**OBJECTIVE:** Reproduce the portion of the data below verbatim, from the line containing "Ground the galvanized" through the line containing "xmin=141 ymin=115 xmax=178 ymax=199", both of those lines included. Leave the pictures out of your answer.

* start *

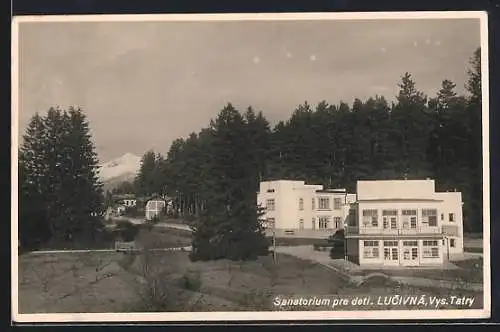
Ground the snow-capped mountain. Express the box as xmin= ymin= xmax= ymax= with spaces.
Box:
xmin=99 ymin=153 xmax=141 ymax=189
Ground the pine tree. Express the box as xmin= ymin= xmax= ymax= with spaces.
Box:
xmin=134 ymin=150 xmax=158 ymax=196
xmin=190 ymin=104 xmax=267 ymax=260
xmin=391 ymin=73 xmax=431 ymax=178
xmin=19 ymin=108 xmax=103 ymax=246
xmin=464 ymin=48 xmax=482 ymax=231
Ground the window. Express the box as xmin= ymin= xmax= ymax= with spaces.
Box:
xmin=349 ymin=209 xmax=358 ymax=226
xmin=333 ymin=198 xmax=342 ymax=210
xmin=401 ymin=210 xmax=417 ymax=216
xmin=319 ymin=217 xmax=330 ymax=229
xmin=384 ymin=241 xmax=398 ymax=260
xmin=423 ymin=240 xmax=439 ymax=258
xmin=422 ymin=209 xmax=437 ymax=227
xmin=363 ymin=210 xmax=378 ymax=227
xmin=319 ymin=197 xmax=330 ymax=210
xmin=411 ymin=248 xmax=418 ymax=260
xmin=382 ymin=210 xmax=398 ymax=229
xmin=363 ymin=241 xmax=379 ymax=258
xmin=333 ymin=217 xmax=342 ymax=228
xmin=401 ymin=210 xmax=417 ymax=229
xmin=266 ymin=199 xmax=275 ymax=211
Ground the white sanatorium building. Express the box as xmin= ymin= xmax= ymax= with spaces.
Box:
xmin=258 ymin=180 xmax=463 ymax=267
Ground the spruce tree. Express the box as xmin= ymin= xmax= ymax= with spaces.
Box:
xmin=19 ymin=108 xmax=103 ymax=246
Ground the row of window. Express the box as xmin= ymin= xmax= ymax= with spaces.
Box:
xmin=362 ymin=209 xmax=455 ymax=229
xmin=363 ymin=239 xmax=455 ymax=260
xmin=266 ymin=197 xmax=342 ymax=211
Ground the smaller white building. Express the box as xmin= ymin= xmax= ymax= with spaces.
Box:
xmin=145 ymin=197 xmax=166 ymax=220
xmin=345 ymin=179 xmax=463 ymax=267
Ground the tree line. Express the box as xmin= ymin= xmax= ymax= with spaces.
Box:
xmin=134 ymin=48 xmax=482 ymax=232
xmin=18 ymin=107 xmax=103 ymax=248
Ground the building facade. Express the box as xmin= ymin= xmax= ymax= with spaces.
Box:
xmin=257 ymin=180 xmax=356 ymax=238
xmin=345 ymin=180 xmax=463 ymax=266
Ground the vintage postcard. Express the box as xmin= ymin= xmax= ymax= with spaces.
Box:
xmin=12 ymin=12 xmax=491 ymax=323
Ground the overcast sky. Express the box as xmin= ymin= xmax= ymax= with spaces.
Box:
xmin=15 ymin=19 xmax=480 ymax=161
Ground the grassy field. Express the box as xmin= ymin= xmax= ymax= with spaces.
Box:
xmin=19 ymin=252 xmax=482 ymax=313
xmin=19 ymin=229 xmax=482 ymax=313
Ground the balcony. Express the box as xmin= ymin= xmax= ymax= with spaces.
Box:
xmin=345 ymin=226 xmax=444 ymax=237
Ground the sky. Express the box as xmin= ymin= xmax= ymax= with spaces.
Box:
xmin=18 ymin=19 xmax=480 ymax=162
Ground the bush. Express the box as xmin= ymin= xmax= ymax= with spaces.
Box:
xmin=330 ymin=247 xmax=345 ymax=259
xmin=180 ymin=273 xmax=201 ymax=292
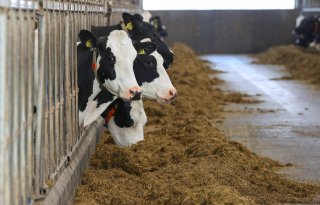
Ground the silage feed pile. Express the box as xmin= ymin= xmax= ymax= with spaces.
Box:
xmin=254 ymin=45 xmax=320 ymax=86
xmin=75 ymin=44 xmax=319 ymax=205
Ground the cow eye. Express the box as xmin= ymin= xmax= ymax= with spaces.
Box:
xmin=108 ymin=56 xmax=115 ymax=62
xmin=144 ymin=59 xmax=154 ymax=68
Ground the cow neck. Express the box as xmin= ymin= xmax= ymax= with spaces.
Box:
xmin=104 ymin=98 xmax=120 ymax=126
xmin=313 ymin=19 xmax=320 ymax=34
xmin=119 ymin=21 xmax=130 ymax=36
xmin=92 ymin=48 xmax=106 ymax=89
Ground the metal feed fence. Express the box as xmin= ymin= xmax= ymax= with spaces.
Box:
xmin=301 ymin=0 xmax=320 ymax=12
xmin=0 ymin=0 xmax=107 ymax=204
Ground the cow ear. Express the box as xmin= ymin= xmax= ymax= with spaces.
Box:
xmin=133 ymin=14 xmax=143 ymax=21
xmin=97 ymin=37 xmax=108 ymax=53
xmin=78 ymin=30 xmax=97 ymax=48
xmin=133 ymin=42 xmax=157 ymax=55
xmin=122 ymin=12 xmax=135 ymax=31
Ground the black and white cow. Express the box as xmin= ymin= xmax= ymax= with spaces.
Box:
xmin=91 ymin=12 xmax=174 ymax=69
xmin=99 ymin=42 xmax=176 ymax=146
xmin=77 ymin=30 xmax=142 ymax=124
xmin=293 ymin=15 xmax=320 ymax=50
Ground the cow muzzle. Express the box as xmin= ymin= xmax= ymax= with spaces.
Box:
xmin=127 ymin=86 xmax=142 ymax=101
xmin=160 ymin=88 xmax=177 ymax=103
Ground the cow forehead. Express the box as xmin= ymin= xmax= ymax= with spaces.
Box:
xmin=140 ymin=38 xmax=151 ymax=43
xmin=106 ymin=30 xmax=137 ymax=61
xmin=150 ymin=51 xmax=164 ymax=65
xmin=296 ymin=14 xmax=304 ymax=27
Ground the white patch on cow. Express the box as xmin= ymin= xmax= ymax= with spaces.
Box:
xmin=79 ymin=79 xmax=103 ymax=125
xmin=108 ymin=100 xmax=147 ymax=147
xmin=140 ymin=38 xmax=151 ymax=43
xmin=88 ymin=78 xmax=101 ymax=103
xmin=141 ymin=10 xmax=152 ymax=23
xmin=296 ymin=14 xmax=304 ymax=28
xmin=83 ymin=97 xmax=116 ymax=127
xmin=100 ymin=30 xmax=139 ymax=99
xmin=141 ymin=51 xmax=173 ymax=102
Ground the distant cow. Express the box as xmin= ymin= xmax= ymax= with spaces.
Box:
xmin=149 ymin=16 xmax=168 ymax=38
xmin=77 ymin=30 xmax=142 ymax=124
xmin=293 ymin=15 xmax=320 ymax=50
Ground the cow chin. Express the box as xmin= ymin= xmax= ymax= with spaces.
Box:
xmin=143 ymin=91 xmax=172 ymax=104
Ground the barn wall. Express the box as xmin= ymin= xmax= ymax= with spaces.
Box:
xmin=152 ymin=10 xmax=299 ymax=53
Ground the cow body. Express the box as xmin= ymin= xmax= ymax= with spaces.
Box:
xmin=85 ymin=13 xmax=176 ymax=146
xmin=101 ymin=48 xmax=176 ymax=146
xmin=77 ymin=30 xmax=141 ymax=126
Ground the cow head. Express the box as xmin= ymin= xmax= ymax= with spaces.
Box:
xmin=294 ymin=15 xmax=317 ymax=38
xmin=122 ymin=12 xmax=174 ymax=69
xmin=293 ymin=15 xmax=320 ymax=47
xmin=79 ymin=30 xmax=142 ymax=100
xmin=133 ymin=42 xmax=177 ymax=102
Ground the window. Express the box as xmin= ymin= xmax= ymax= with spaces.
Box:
xmin=143 ymin=0 xmax=295 ymax=10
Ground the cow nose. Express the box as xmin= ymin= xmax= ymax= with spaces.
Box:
xmin=169 ymin=88 xmax=177 ymax=100
xmin=128 ymin=86 xmax=142 ymax=100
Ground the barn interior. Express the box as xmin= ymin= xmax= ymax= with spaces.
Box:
xmin=0 ymin=0 xmax=320 ymax=205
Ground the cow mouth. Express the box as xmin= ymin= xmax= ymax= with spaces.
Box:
xmin=157 ymin=96 xmax=176 ymax=104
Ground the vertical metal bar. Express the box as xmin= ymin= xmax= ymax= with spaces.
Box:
xmin=68 ymin=1 xmax=76 ymax=151
xmin=47 ymin=6 xmax=55 ymax=181
xmin=10 ymin=8 xmax=21 ymax=204
xmin=59 ymin=2 xmax=66 ymax=160
xmin=64 ymin=1 xmax=72 ymax=154
xmin=0 ymin=11 xmax=11 ymax=204
xmin=54 ymin=2 xmax=61 ymax=171
xmin=42 ymin=0 xmax=52 ymax=191
xmin=25 ymin=1 xmax=35 ymax=204
xmin=18 ymin=4 xmax=30 ymax=204
xmin=35 ymin=9 xmax=46 ymax=197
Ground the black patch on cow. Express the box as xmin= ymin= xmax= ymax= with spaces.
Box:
xmin=101 ymin=98 xmax=134 ymax=128
xmin=97 ymin=37 xmax=116 ymax=83
xmin=93 ymin=88 xmax=114 ymax=108
xmin=114 ymin=99 xmax=134 ymax=128
xmin=91 ymin=24 xmax=122 ymax=38
xmin=78 ymin=30 xmax=97 ymax=47
xmin=77 ymin=43 xmax=95 ymax=111
xmin=122 ymin=12 xmax=174 ymax=69
xmin=149 ymin=16 xmax=168 ymax=37
xmin=133 ymin=42 xmax=159 ymax=86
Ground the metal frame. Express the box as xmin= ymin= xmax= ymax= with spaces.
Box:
xmin=0 ymin=0 xmax=142 ymax=205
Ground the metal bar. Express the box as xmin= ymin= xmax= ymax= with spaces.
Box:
xmin=10 ymin=8 xmax=21 ymax=204
xmin=34 ymin=9 xmax=46 ymax=198
xmin=64 ymin=8 xmax=72 ymax=154
xmin=0 ymin=11 xmax=11 ymax=204
xmin=18 ymin=4 xmax=30 ymax=204
xmin=25 ymin=0 xmax=35 ymax=204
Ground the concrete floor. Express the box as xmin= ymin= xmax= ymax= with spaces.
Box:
xmin=203 ymin=55 xmax=320 ymax=184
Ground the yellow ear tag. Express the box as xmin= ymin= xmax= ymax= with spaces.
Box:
xmin=126 ymin=21 xmax=133 ymax=31
xmin=138 ymin=49 xmax=146 ymax=55
xmin=86 ymin=39 xmax=92 ymax=48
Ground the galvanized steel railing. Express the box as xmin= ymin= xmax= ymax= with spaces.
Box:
xmin=0 ymin=0 xmax=107 ymax=204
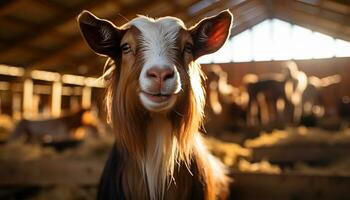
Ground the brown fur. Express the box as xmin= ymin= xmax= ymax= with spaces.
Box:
xmin=78 ymin=11 xmax=232 ymax=200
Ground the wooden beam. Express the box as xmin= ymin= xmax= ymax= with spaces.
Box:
xmin=28 ymin=0 xmax=197 ymax=72
xmin=0 ymin=0 xmax=101 ymax=54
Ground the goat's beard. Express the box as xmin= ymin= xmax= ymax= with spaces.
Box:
xmin=106 ymin=63 xmax=204 ymax=199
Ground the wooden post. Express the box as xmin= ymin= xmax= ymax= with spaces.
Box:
xmin=81 ymin=86 xmax=91 ymax=109
xmin=23 ymin=79 xmax=33 ymax=118
xmin=12 ymin=92 xmax=22 ymax=120
xmin=51 ymin=82 xmax=62 ymax=117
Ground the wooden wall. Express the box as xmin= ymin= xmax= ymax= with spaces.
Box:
xmin=202 ymin=58 xmax=350 ymax=114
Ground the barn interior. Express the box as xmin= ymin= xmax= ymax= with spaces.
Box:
xmin=0 ymin=0 xmax=350 ymax=200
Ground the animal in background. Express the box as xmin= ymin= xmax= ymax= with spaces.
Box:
xmin=205 ymin=65 xmax=248 ymax=134
xmin=243 ymin=65 xmax=293 ymax=125
xmin=78 ymin=11 xmax=232 ymax=200
xmin=287 ymin=61 xmax=341 ymax=124
xmin=10 ymin=109 xmax=98 ymax=143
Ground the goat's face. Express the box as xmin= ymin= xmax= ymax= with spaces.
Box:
xmin=78 ymin=11 xmax=232 ymax=112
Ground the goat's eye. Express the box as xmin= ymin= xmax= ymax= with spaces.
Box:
xmin=121 ymin=43 xmax=131 ymax=54
xmin=184 ymin=43 xmax=193 ymax=54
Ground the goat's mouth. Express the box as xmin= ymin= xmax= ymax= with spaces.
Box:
xmin=142 ymin=91 xmax=173 ymax=103
xmin=140 ymin=91 xmax=176 ymax=112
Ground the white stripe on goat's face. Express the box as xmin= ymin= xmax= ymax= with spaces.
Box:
xmin=129 ymin=16 xmax=184 ymax=112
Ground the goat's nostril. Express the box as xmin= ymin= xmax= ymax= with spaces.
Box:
xmin=162 ymin=69 xmax=175 ymax=80
xmin=147 ymin=70 xmax=160 ymax=78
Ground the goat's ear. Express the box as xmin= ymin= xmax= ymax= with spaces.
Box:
xmin=78 ymin=11 xmax=122 ymax=57
xmin=189 ymin=10 xmax=233 ymax=59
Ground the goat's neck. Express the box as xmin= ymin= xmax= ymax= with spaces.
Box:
xmin=141 ymin=115 xmax=178 ymax=199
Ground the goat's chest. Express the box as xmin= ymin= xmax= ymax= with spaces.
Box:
xmin=121 ymin=161 xmax=204 ymax=200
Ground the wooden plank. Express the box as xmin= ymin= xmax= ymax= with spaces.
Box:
xmin=252 ymin=144 xmax=350 ymax=163
xmin=230 ymin=172 xmax=350 ymax=200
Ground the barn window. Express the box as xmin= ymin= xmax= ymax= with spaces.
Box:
xmin=198 ymin=19 xmax=350 ymax=63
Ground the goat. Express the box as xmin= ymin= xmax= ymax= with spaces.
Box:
xmin=10 ymin=109 xmax=98 ymax=143
xmin=78 ymin=11 xmax=232 ymax=200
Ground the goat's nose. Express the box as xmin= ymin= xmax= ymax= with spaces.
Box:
xmin=147 ymin=67 xmax=174 ymax=82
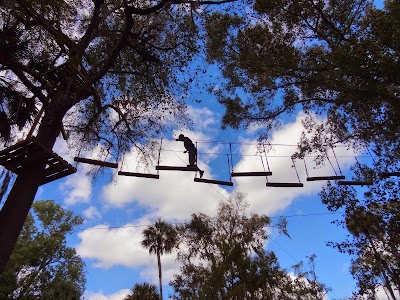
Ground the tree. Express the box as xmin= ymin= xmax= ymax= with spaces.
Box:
xmin=125 ymin=283 xmax=160 ymax=300
xmin=171 ymin=194 xmax=325 ymax=300
xmin=207 ymin=0 xmax=400 ymax=162
xmin=0 ymin=0 xmax=235 ymax=273
xmin=0 ymin=200 xmax=86 ymax=300
xmin=142 ymin=219 xmax=177 ymax=300
xmin=321 ymin=166 xmax=400 ymax=299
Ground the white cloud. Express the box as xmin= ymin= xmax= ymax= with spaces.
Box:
xmin=76 ymin=219 xmax=179 ymax=284
xmin=60 ymin=172 xmax=92 ymax=205
xmin=103 ymin=132 xmax=228 ymax=220
xmin=83 ymin=206 xmax=101 ymax=219
xmin=234 ymin=114 xmax=354 ymax=215
xmin=85 ymin=289 xmax=130 ymax=300
xmin=77 ymin=112 xmax=354 ymax=278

* end *

**TASK OUTPUT:**
Ground the galvanized steel railing. Express the box as xmin= ymin= xmax= ymax= with spaces.
Box:
xmin=0 ymin=0 xmax=107 ymax=204
Ground the brown fur. Express the box as xmin= ymin= xmax= ymax= with spaces.
Box:
xmin=78 ymin=11 xmax=232 ymax=200
Ground the wooden beam. Express the box as xmin= ymin= xmax= ymax= with spaces.
Box:
xmin=28 ymin=0 xmax=197 ymax=72
xmin=0 ymin=0 xmax=101 ymax=54
Ground the goat's beard. Express the box as xmin= ymin= xmax= ymax= with spaces.
Box:
xmin=106 ymin=63 xmax=204 ymax=199
Ground the wooden post. Express the box as xmin= ymin= xmax= ymax= with spaces.
Box:
xmin=81 ymin=86 xmax=91 ymax=109
xmin=23 ymin=79 xmax=33 ymax=118
xmin=12 ymin=92 xmax=22 ymax=120
xmin=51 ymin=82 xmax=62 ymax=117
Ground the wooden wall. Express the box as xmin= ymin= xmax= ymax= with spaces.
Box:
xmin=202 ymin=58 xmax=350 ymax=114
Ground the barn interior. Express the box as xmin= ymin= xmax= ymax= with spaces.
Box:
xmin=0 ymin=0 xmax=350 ymax=200
Ground the animal in background. Express the box as xmin= ymin= xmax= ymax= with spaces.
Box:
xmin=205 ymin=65 xmax=248 ymax=134
xmin=243 ymin=65 xmax=293 ymax=125
xmin=78 ymin=11 xmax=232 ymax=200
xmin=287 ymin=61 xmax=341 ymax=124
xmin=10 ymin=109 xmax=98 ymax=143
Ground the goat's face. Express the box as xmin= ymin= xmax= ymax= with spaces.
Box:
xmin=78 ymin=11 xmax=232 ymax=112
Ground the goat's eye. Express the box as xmin= ymin= xmax= ymax= with spaces.
Box:
xmin=121 ymin=43 xmax=131 ymax=54
xmin=184 ymin=43 xmax=193 ymax=54
Ground the goat's mouth. Express the box as xmin= ymin= xmax= ymax= with spaces.
Box:
xmin=142 ymin=91 xmax=173 ymax=103
xmin=140 ymin=91 xmax=176 ymax=112
Ground the white stripe on goat's face. Express the box as xmin= ymin= xmax= ymax= with spaces.
Box:
xmin=129 ymin=16 xmax=184 ymax=112
Ground the goat's nostril. Express the box as xmin= ymin= xmax= ymax= with spaces.
Box:
xmin=162 ymin=69 xmax=175 ymax=80
xmin=147 ymin=70 xmax=160 ymax=78
Ground the goat's ear. Express the box as xmin= ymin= xmax= ymax= with spaces.
Box:
xmin=78 ymin=11 xmax=122 ymax=57
xmin=189 ymin=10 xmax=233 ymax=59
Ground the goat's neck. Express the box as xmin= ymin= xmax= ymax= with spaces.
Box:
xmin=141 ymin=115 xmax=178 ymax=199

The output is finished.